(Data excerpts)
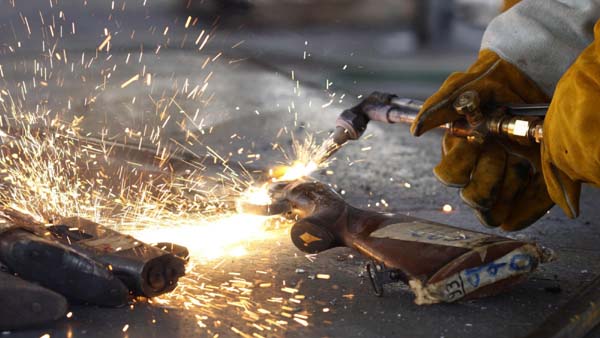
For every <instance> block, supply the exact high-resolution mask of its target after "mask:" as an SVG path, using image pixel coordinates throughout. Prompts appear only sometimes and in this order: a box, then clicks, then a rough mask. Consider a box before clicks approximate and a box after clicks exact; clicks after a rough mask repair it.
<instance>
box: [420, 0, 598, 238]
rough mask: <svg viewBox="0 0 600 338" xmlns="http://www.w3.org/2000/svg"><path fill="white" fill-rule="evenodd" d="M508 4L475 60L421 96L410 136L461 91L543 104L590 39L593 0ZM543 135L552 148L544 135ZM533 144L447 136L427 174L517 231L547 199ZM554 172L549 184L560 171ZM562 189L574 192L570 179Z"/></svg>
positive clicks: (546, 209) (480, 210)
mask: <svg viewBox="0 0 600 338" xmlns="http://www.w3.org/2000/svg"><path fill="white" fill-rule="evenodd" d="M511 5H512V6H511ZM509 7H510V9H508V10H507V11H506V12H504V13H503V14H501V15H499V16H497V17H496V18H494V19H493V20H492V21H491V22H490V24H489V25H488V27H487V28H486V31H485V33H484V36H483V39H482V43H481V52H480V54H479V59H478V60H477V61H476V62H475V63H474V64H473V66H471V68H469V70H467V71H466V72H464V73H456V74H453V75H451V76H450V77H449V78H448V80H446V82H445V83H444V84H443V85H442V87H441V89H440V90H439V91H438V92H437V93H436V94H434V95H433V96H432V97H431V98H429V99H428V100H427V102H426V103H425V106H424V108H423V110H422V111H421V112H420V114H419V117H418V119H417V120H416V121H415V123H414V124H413V126H412V131H413V133H414V134H415V135H420V134H422V133H424V132H426V131H427V130H429V129H431V128H434V127H436V126H438V125H440V124H443V123H446V122H448V121H453V120H455V119H457V118H458V117H459V116H458V115H457V114H456V113H455V112H454V111H453V109H452V107H451V105H452V102H453V101H454V100H455V99H456V97H457V96H458V95H459V94H460V93H462V92H464V91H466V90H469V89H473V90H476V91H478V92H479V94H480V96H481V102H482V105H483V106H485V105H486V104H489V103H492V104H493V103H519V102H524V103H541V102H548V98H549V97H551V96H553V93H554V90H555V88H556V84H557V83H558V81H559V79H560V78H561V77H562V76H563V74H565V72H566V71H567V69H569V67H570V66H571V65H572V64H573V62H574V61H575V60H576V59H577V57H578V56H579V55H580V54H581V53H582V51H583V50H584V49H585V48H586V47H587V46H589V45H590V43H592V41H593V40H594V36H593V32H592V27H593V25H594V23H596V21H598V20H599V19H600V1H598V0H524V1H520V2H519V3H517V4H505V7H504V8H505V9H506V8H509ZM596 74H597V73H596ZM553 105H555V106H558V103H557V104H554V103H553ZM554 109H557V108H554ZM549 117H550V121H552V119H553V117H551V116H549ZM561 118H562V119H566V118H567V117H566V116H562V117H561ZM554 119H555V118H554ZM557 125H558V124H557ZM554 129H557V128H556V127H555V128H554ZM586 130H587V129H586ZM550 132H551V133H552V132H553V131H552V127H550ZM544 134H546V131H544ZM565 137H566V136H565ZM569 137H571V136H569ZM544 139H545V140H546V143H547V146H548V147H552V144H551V141H549V138H548V137H546V135H544ZM545 146H546V145H545ZM556 149H559V148H556ZM539 150H540V149H539V147H536V146H532V147H523V146H517V145H515V144H512V143H503V142H499V141H496V142H494V141H489V140H488V141H487V142H485V143H484V144H474V143H468V142H467V141H466V140H462V139H456V138H454V137H452V136H450V135H447V136H446V137H445V139H444V141H443V156H442V161H441V162H440V164H439V165H438V166H437V167H436V168H435V174H436V175H437V176H438V177H439V178H440V179H441V180H442V182H445V183H446V184H448V185H452V186H457V187H461V188H462V191H461V195H462V196H463V199H465V201H466V202H467V203H469V204H470V205H471V206H473V207H475V209H476V213H477V214H478V216H479V218H480V219H481V221H482V222H483V223H484V224H488V225H492V226H497V225H500V226H502V228H504V229H507V230H517V229H520V228H522V227H524V226H527V225H528V224H530V223H532V222H534V221H535V220H536V218H538V217H540V216H542V215H543V214H544V212H545V210H547V209H548V208H549V207H550V206H551V205H552V201H551V200H550V198H549V195H548V191H547V187H546V185H545V181H544V178H543V177H542V174H541V173H540V171H541V160H540V157H541V154H540V152H539ZM545 154H547V152H545ZM553 156H554V155H553ZM548 158H552V160H551V161H550V163H553V165H554V167H555V168H559V169H560V170H562V171H563V173H567V174H568V170H566V169H563V168H561V165H560V164H558V162H560V161H559V160H558V157H556V158H554V157H548ZM503 164H504V167H503ZM546 167H547V165H545V168H546ZM544 172H548V170H547V169H545V170H544ZM555 176H556V177H557V180H555V182H556V181H558V179H559V178H560V177H562V176H564V175H562V174H559V175H555ZM569 177H571V179H578V178H577V177H576V176H569ZM547 181H548V177H546V182H547ZM588 181H589V180H588ZM548 184H549V186H550V183H548ZM562 187H564V188H565V189H563V190H564V191H573V192H575V191H576V187H575V186H574V185H568V184H566V185H565V184H563V185H562ZM552 189H554V188H553V187H552V186H550V190H552ZM555 190H556V189H555ZM552 192H553V195H552V197H553V198H555V199H556V201H557V202H558V203H559V204H560V203H561V201H560V200H559V199H558V198H557V197H555V196H556V195H557V194H556V193H555V192H554V190H552ZM563 195H564V194H563ZM571 195H573V194H571ZM563 204H564V203H563Z"/></svg>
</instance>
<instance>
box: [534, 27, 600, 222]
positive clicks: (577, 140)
mask: <svg viewBox="0 0 600 338" xmlns="http://www.w3.org/2000/svg"><path fill="white" fill-rule="evenodd" d="M594 37H595V41H594V42H593V43H592V44H591V45H590V46H589V47H588V48H586V49H585V50H584V51H583V52H582V53H581V54H580V55H579V57H578V58H577V60H575V62H574V63H573V65H572V66H571V67H570V68H569V70H567V72H565V74H564V75H563V76H562V77H561V79H560V81H559V82H558V85H557V87H556V91H555V93H554V97H553V99H552V103H551V104H550V109H549V110H548V113H547V114H546V118H545V119H544V140H543V142H542V168H543V172H544V178H545V180H546V184H547V185H548V191H549V193H550V196H551V197H552V199H553V200H554V202H556V204H558V205H559V206H560V207H561V208H562V209H563V210H564V211H565V213H566V214H567V215H568V216H569V217H571V218H573V217H576V216H577V215H578V214H579V193H580V190H581V183H582V182H586V183H591V184H594V185H595V186H600V142H599V141H598V135H599V132H600V110H599V109H600V96H599V94H600V21H598V22H597V23H596V25H595V26H594Z"/></svg>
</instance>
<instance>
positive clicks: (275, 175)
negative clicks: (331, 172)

Task goal: List every line of the material above that contains the string "positive".

Response below:
positive clicks: (546, 209) (480, 210)
positive clicks: (577, 140)
positive clicks: (275, 175)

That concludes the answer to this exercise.